§ **WRITTEN INSTRUCTION**
Gather every line from the rows below that contains the string "flag". Case counts.

§ **DATA TO PROCESS**
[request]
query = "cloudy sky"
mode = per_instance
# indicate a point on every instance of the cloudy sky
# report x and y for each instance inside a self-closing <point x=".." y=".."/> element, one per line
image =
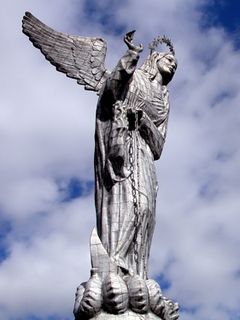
<point x="46" y="164"/>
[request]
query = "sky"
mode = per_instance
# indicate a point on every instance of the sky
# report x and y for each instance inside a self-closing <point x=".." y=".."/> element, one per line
<point x="47" y="144"/>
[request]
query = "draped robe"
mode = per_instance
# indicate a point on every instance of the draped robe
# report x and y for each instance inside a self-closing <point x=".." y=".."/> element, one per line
<point x="131" y="121"/>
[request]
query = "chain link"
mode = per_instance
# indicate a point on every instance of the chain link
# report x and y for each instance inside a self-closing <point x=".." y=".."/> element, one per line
<point x="135" y="199"/>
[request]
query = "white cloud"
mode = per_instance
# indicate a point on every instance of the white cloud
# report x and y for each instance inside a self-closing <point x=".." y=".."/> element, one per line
<point x="46" y="133"/>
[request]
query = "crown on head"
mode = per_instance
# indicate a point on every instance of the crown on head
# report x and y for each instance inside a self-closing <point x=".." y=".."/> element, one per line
<point x="160" y="40"/>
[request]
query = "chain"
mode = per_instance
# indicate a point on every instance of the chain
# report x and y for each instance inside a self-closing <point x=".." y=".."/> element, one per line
<point x="135" y="199"/>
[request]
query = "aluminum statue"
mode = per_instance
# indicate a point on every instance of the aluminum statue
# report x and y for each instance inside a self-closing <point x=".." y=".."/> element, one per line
<point x="131" y="126"/>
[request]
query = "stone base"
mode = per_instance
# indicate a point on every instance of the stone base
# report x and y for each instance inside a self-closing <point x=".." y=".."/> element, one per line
<point x="128" y="315"/>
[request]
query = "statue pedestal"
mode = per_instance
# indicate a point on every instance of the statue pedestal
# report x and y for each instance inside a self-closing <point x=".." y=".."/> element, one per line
<point x="128" y="315"/>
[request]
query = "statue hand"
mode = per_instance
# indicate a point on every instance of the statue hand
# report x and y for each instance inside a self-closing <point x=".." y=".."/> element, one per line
<point x="128" y="40"/>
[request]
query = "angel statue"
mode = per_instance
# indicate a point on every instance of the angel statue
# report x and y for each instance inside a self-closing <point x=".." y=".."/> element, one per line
<point x="131" y="125"/>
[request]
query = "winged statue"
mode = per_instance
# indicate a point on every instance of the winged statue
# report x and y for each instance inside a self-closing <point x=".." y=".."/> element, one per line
<point x="131" y="127"/>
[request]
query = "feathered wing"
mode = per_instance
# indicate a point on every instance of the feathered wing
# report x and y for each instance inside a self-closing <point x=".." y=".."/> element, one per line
<point x="80" y="58"/>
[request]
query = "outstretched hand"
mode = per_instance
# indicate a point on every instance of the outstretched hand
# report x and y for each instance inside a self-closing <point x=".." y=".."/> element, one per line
<point x="128" y="38"/>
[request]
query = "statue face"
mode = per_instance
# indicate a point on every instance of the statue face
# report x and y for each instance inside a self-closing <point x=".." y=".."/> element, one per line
<point x="167" y="65"/>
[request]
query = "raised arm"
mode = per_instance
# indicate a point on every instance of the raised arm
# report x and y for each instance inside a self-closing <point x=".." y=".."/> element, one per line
<point x="118" y="80"/>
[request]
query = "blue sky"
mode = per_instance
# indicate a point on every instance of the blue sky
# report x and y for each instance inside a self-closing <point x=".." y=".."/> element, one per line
<point x="47" y="140"/>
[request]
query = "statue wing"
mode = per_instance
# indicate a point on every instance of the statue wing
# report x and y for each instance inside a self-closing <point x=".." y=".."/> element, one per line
<point x="80" y="58"/>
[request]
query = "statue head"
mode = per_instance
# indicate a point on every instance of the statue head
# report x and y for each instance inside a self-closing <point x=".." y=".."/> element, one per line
<point x="163" y="63"/>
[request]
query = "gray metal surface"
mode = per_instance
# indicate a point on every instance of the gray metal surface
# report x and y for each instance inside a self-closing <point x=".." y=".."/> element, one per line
<point x="131" y="126"/>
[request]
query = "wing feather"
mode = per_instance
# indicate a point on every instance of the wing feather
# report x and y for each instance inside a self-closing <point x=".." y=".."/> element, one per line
<point x="80" y="58"/>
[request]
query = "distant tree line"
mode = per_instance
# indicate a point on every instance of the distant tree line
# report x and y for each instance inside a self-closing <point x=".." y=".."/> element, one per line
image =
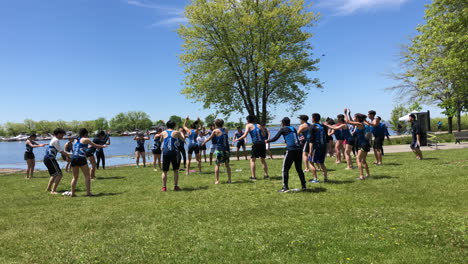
<point x="128" y="121"/>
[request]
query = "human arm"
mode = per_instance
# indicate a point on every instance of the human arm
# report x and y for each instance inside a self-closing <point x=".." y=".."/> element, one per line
<point x="247" y="130"/>
<point x="282" y="131"/>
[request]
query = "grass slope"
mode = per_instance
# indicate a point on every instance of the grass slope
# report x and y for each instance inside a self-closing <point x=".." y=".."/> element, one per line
<point x="409" y="211"/>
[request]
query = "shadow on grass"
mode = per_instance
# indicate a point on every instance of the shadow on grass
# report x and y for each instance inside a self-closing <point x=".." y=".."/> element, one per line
<point x="391" y="164"/>
<point x="316" y="190"/>
<point x="382" y="177"/>
<point x="340" y="182"/>
<point x="191" y="189"/>
<point x="110" y="178"/>
<point x="105" y="194"/>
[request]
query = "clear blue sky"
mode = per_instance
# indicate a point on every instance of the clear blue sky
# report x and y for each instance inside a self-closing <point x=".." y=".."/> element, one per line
<point x="84" y="59"/>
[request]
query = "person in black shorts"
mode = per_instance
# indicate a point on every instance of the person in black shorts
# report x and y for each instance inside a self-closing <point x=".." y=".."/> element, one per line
<point x="156" y="150"/>
<point x="29" y="154"/>
<point x="170" y="140"/>
<point x="50" y="160"/>
<point x="416" y="132"/>
<point x="258" y="135"/>
<point x="140" y="148"/>
<point x="241" y="143"/>
<point x="318" y="147"/>
<point x="293" y="153"/>
<point x="79" y="161"/>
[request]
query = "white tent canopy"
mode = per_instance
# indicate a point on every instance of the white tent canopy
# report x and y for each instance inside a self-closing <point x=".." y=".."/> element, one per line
<point x="406" y="117"/>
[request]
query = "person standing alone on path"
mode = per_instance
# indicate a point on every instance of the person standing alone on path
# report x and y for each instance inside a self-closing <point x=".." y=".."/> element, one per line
<point x="258" y="145"/>
<point x="416" y="132"/>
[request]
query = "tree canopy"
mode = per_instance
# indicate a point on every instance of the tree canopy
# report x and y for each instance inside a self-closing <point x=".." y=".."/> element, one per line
<point x="248" y="56"/>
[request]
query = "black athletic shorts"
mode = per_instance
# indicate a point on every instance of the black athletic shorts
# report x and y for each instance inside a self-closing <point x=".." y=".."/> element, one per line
<point x="305" y="147"/>
<point x="78" y="162"/>
<point x="140" y="149"/>
<point x="29" y="155"/>
<point x="194" y="148"/>
<point x="364" y="146"/>
<point x="171" y="158"/>
<point x="259" y="150"/>
<point x="378" y="142"/>
<point x="156" y="151"/>
<point x="414" y="145"/>
<point x="53" y="167"/>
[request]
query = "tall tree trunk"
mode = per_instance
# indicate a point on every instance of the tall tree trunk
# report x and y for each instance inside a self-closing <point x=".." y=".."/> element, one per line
<point x="450" y="121"/>
<point x="458" y="114"/>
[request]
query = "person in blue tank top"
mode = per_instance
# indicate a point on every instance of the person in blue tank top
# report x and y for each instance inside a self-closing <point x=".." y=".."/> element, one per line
<point x="29" y="154"/>
<point x="222" y="148"/>
<point x="303" y="132"/>
<point x="171" y="139"/>
<point x="140" y="138"/>
<point x="258" y="136"/>
<point x="378" y="131"/>
<point x="362" y="143"/>
<point x="50" y="160"/>
<point x="193" y="146"/>
<point x="318" y="147"/>
<point x="293" y="153"/>
<point x="347" y="139"/>
<point x="241" y="143"/>
<point x="79" y="161"/>
<point x="156" y="150"/>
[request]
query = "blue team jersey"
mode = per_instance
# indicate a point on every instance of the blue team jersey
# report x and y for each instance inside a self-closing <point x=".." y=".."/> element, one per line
<point x="291" y="139"/>
<point x="256" y="135"/>
<point x="79" y="149"/>
<point x="170" y="144"/>
<point x="222" y="142"/>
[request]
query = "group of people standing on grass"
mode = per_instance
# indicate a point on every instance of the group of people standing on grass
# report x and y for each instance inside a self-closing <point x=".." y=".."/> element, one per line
<point x="76" y="152"/>
<point x="308" y="145"/>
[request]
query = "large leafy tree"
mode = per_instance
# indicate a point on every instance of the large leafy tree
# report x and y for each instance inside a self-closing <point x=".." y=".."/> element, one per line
<point x="248" y="56"/>
<point x="435" y="63"/>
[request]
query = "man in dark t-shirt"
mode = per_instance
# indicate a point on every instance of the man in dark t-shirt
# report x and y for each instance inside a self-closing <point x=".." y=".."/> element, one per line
<point x="416" y="133"/>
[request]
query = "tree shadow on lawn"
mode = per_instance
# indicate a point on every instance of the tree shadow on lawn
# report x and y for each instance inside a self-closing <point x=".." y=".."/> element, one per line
<point x="315" y="190"/>
<point x="110" y="178"/>
<point x="191" y="189"/>
<point x="382" y="177"/>
<point x="340" y="182"/>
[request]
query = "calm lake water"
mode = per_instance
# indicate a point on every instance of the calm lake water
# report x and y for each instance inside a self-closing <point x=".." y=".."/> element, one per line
<point x="121" y="151"/>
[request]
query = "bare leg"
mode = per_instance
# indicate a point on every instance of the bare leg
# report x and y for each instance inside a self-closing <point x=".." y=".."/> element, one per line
<point x="265" y="167"/>
<point x="56" y="183"/>
<point x="217" y="174"/>
<point x="176" y="178"/>
<point x="87" y="175"/>
<point x="164" y="178"/>
<point x="137" y="156"/>
<point x="349" y="160"/>
<point x="198" y="157"/>
<point x="228" y="169"/>
<point x="92" y="170"/>
<point x="252" y="167"/>
<point x="143" y="156"/>
<point x="305" y="159"/>
<point x="189" y="159"/>
<point x="76" y="173"/>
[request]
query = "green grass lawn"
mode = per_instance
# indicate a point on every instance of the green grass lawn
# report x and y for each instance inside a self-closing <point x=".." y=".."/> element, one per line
<point x="409" y="211"/>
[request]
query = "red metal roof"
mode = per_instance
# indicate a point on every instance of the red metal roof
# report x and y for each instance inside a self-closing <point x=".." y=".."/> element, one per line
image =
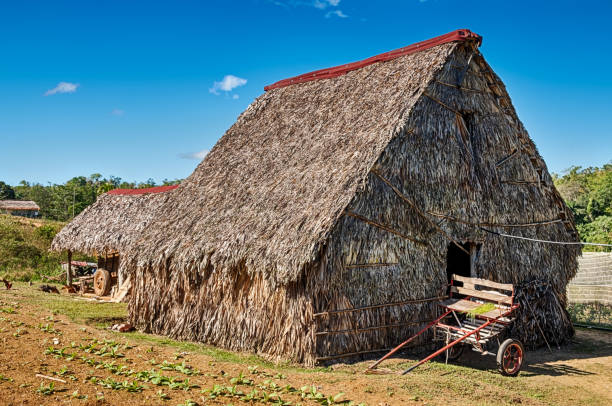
<point x="157" y="189"/>
<point x="458" y="35"/>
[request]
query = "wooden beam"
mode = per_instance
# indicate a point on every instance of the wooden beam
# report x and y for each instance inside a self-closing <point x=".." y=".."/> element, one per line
<point x="484" y="282"/>
<point x="405" y="302"/>
<point x="482" y="295"/>
<point x="69" y="272"/>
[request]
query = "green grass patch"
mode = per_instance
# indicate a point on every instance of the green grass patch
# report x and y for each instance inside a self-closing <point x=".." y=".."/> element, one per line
<point x="98" y="314"/>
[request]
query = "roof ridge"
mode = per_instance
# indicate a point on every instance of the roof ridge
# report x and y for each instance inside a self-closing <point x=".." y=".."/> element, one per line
<point x="327" y="73"/>
<point x="156" y="189"/>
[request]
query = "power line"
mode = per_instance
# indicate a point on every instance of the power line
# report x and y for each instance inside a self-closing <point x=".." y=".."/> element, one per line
<point x="545" y="241"/>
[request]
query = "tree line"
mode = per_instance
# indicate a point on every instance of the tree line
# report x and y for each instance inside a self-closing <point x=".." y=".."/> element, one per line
<point x="588" y="193"/>
<point x="64" y="201"/>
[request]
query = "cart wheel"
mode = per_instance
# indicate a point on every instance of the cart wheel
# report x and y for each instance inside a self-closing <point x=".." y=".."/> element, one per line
<point x="454" y="353"/>
<point x="102" y="282"/>
<point x="510" y="357"/>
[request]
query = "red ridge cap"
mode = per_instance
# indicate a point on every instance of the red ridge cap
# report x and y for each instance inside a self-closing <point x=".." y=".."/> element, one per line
<point x="156" y="189"/>
<point x="457" y="35"/>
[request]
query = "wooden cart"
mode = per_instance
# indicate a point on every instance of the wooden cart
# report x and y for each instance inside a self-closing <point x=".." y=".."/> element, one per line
<point x="476" y="314"/>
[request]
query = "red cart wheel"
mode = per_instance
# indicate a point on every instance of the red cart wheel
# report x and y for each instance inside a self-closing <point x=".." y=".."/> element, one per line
<point x="510" y="357"/>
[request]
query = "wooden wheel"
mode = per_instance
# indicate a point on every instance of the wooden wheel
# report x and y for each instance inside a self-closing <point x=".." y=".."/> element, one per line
<point x="510" y="357"/>
<point x="102" y="282"/>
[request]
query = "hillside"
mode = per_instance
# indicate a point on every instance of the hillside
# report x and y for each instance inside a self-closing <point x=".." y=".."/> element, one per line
<point x="24" y="248"/>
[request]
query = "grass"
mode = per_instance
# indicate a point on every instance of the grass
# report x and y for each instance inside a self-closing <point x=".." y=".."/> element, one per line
<point x="98" y="314"/>
<point x="425" y="384"/>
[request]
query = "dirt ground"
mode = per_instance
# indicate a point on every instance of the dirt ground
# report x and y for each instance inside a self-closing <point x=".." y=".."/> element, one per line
<point x="64" y="337"/>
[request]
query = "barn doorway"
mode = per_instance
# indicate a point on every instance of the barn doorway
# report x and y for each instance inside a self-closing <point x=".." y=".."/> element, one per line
<point x="460" y="262"/>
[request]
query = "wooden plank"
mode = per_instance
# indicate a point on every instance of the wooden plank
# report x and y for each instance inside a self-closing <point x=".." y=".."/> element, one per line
<point x="483" y="282"/>
<point x="350" y="354"/>
<point x="461" y="305"/>
<point x="482" y="295"/>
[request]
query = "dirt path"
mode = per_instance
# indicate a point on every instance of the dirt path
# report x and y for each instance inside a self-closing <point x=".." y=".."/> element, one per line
<point x="60" y="337"/>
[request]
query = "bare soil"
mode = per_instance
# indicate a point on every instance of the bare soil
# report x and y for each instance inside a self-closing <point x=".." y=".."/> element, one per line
<point x="64" y="337"/>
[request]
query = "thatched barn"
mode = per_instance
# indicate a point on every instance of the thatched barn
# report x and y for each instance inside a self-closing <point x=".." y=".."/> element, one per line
<point x="326" y="221"/>
<point x="108" y="227"/>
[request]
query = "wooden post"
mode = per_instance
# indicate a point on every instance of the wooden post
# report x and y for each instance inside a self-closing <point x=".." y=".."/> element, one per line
<point x="69" y="272"/>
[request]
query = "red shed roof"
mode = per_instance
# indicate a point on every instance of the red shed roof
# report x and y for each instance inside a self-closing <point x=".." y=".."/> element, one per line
<point x="157" y="189"/>
<point x="457" y="35"/>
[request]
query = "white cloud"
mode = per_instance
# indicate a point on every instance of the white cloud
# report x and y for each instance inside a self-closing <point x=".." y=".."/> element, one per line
<point x="195" y="155"/>
<point x="320" y="4"/>
<point x="227" y="84"/>
<point x="62" y="87"/>
<point x="336" y="13"/>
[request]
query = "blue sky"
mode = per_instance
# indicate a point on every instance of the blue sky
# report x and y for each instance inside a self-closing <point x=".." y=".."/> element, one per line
<point x="136" y="89"/>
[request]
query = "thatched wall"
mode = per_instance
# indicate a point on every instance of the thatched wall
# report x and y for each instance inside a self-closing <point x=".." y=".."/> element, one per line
<point x="275" y="224"/>
<point x="261" y="205"/>
<point x="434" y="169"/>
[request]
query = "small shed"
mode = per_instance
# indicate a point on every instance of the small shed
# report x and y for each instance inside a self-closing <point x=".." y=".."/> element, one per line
<point x="327" y="221"/>
<point x="108" y="227"/>
<point x="24" y="208"/>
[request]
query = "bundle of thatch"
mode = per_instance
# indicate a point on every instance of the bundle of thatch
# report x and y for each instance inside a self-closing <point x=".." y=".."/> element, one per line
<point x="321" y="223"/>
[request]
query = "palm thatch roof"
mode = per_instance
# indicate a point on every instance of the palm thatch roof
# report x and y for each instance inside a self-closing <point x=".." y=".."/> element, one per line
<point x="320" y="223"/>
<point x="18" y="205"/>
<point x="113" y="222"/>
<point x="269" y="192"/>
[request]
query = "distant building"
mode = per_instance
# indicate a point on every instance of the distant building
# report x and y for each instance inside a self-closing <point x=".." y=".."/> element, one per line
<point x="24" y="208"/>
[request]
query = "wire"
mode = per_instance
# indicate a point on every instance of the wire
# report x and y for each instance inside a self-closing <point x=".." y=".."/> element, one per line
<point x="545" y="241"/>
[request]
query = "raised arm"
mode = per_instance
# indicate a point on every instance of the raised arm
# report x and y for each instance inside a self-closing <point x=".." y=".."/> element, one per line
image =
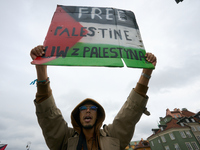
<point x="43" y="88"/>
<point x="123" y="125"/>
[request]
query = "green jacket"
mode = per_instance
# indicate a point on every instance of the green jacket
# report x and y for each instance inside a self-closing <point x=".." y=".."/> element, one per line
<point x="115" y="136"/>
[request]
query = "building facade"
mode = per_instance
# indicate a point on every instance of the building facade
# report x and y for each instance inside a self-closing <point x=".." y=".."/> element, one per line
<point x="178" y="130"/>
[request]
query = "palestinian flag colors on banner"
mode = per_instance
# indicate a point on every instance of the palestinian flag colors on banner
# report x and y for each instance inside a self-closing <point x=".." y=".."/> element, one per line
<point x="3" y="146"/>
<point x="93" y="36"/>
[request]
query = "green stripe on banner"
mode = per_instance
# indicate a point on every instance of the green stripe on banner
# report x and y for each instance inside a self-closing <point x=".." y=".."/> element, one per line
<point x="86" y="54"/>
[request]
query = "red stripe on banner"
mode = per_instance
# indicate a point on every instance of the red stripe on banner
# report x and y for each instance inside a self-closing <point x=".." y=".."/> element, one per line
<point x="3" y="147"/>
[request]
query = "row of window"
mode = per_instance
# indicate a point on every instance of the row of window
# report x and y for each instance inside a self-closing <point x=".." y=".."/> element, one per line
<point x="182" y="133"/>
<point x="192" y="146"/>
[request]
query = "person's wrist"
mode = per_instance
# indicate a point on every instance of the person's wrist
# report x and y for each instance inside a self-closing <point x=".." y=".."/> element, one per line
<point x="147" y="71"/>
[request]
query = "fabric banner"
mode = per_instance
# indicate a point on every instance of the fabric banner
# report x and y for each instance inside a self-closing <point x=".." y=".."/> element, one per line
<point x="93" y="36"/>
<point x="3" y="146"/>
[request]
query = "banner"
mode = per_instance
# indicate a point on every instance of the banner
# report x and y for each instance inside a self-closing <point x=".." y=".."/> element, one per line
<point x="93" y="36"/>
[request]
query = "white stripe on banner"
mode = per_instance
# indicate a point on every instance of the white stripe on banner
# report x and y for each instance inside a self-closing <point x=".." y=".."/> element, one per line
<point x="113" y="35"/>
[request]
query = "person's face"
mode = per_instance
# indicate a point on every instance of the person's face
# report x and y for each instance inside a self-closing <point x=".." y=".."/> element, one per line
<point x="88" y="115"/>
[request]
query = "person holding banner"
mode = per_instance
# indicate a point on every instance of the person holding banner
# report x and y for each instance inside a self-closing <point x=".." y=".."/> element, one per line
<point x="88" y="116"/>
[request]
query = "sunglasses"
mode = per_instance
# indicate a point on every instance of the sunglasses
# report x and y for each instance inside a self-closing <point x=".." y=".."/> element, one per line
<point x="84" y="108"/>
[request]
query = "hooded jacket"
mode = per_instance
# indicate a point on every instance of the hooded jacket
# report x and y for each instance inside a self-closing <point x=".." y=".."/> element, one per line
<point x="115" y="136"/>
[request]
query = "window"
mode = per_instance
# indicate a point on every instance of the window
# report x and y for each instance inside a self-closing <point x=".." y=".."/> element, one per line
<point x="177" y="146"/>
<point x="182" y="134"/>
<point x="187" y="120"/>
<point x="152" y="143"/>
<point x="198" y="128"/>
<point x="198" y="137"/>
<point x="167" y="148"/>
<point x="188" y="146"/>
<point x="182" y="124"/>
<point x="163" y="138"/>
<point x="194" y="129"/>
<point x="158" y="140"/>
<point x="171" y="136"/>
<point x="195" y="146"/>
<point x="188" y="134"/>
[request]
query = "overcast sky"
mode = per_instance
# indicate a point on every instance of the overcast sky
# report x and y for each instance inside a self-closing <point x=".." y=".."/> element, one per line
<point x="171" y="31"/>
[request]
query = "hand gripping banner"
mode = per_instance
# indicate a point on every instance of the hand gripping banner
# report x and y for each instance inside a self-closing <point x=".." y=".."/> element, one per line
<point x="93" y="36"/>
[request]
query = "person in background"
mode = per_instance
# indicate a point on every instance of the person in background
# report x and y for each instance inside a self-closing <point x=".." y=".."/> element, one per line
<point x="88" y="116"/>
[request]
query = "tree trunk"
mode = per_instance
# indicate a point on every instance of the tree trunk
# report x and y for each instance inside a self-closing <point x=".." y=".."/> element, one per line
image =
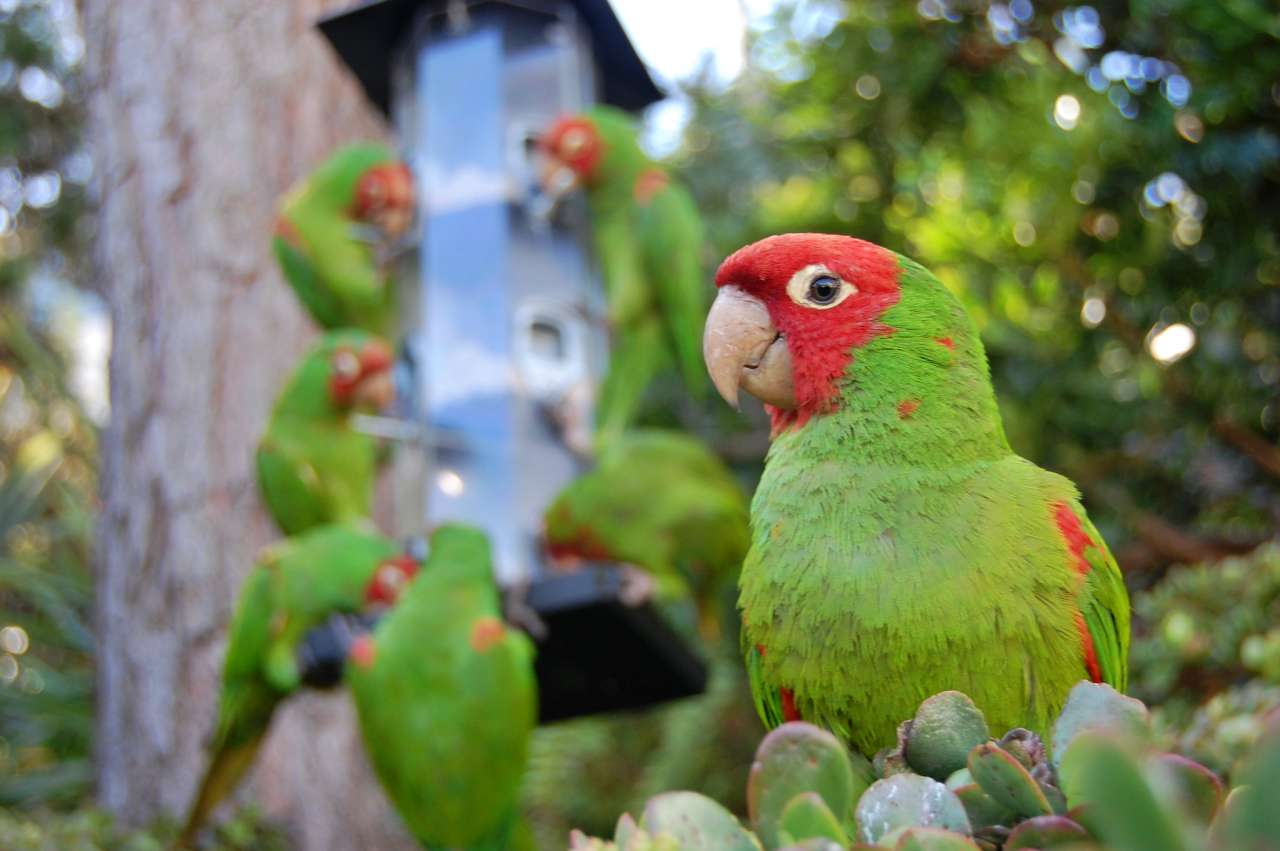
<point x="202" y="114"/>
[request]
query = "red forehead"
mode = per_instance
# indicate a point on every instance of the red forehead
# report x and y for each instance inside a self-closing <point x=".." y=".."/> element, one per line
<point x="767" y="265"/>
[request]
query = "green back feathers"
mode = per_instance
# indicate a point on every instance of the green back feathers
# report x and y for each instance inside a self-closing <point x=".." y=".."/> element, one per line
<point x="657" y="499"/>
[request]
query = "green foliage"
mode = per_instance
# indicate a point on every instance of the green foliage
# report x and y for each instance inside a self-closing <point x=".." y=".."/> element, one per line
<point x="1075" y="213"/>
<point x="1111" y="792"/>
<point x="91" y="829"/>
<point x="48" y="447"/>
<point x="1206" y="657"/>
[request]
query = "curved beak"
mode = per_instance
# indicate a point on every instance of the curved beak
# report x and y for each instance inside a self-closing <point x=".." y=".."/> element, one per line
<point x="744" y="349"/>
<point x="556" y="179"/>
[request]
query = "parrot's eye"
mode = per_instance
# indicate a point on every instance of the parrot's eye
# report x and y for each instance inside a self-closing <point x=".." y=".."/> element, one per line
<point x="818" y="288"/>
<point x="823" y="289"/>
<point x="346" y="365"/>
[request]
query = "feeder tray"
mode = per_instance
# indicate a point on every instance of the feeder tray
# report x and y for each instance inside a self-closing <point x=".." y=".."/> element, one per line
<point x="600" y="654"/>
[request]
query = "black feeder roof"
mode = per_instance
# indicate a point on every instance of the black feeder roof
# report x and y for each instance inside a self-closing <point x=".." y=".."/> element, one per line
<point x="366" y="39"/>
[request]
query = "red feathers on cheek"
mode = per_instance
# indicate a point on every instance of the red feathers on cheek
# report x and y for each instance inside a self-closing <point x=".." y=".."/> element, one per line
<point x="822" y="342"/>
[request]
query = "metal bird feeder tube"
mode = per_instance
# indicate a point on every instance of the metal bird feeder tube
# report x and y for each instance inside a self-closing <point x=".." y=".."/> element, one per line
<point x="501" y="347"/>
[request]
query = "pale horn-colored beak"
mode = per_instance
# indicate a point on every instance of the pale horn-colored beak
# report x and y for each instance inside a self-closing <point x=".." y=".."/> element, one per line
<point x="744" y="349"/>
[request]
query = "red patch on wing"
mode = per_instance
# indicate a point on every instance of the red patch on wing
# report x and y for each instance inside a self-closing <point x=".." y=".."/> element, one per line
<point x="362" y="652"/>
<point x="822" y="342"/>
<point x="487" y="632"/>
<point x="648" y="184"/>
<point x="1091" y="653"/>
<point x="1077" y="540"/>
<point x="789" y="705"/>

§ **RESULT**
query = "palestinian flag colors on banner"
# indicate a point on every instance of the palestinian flag colors on banner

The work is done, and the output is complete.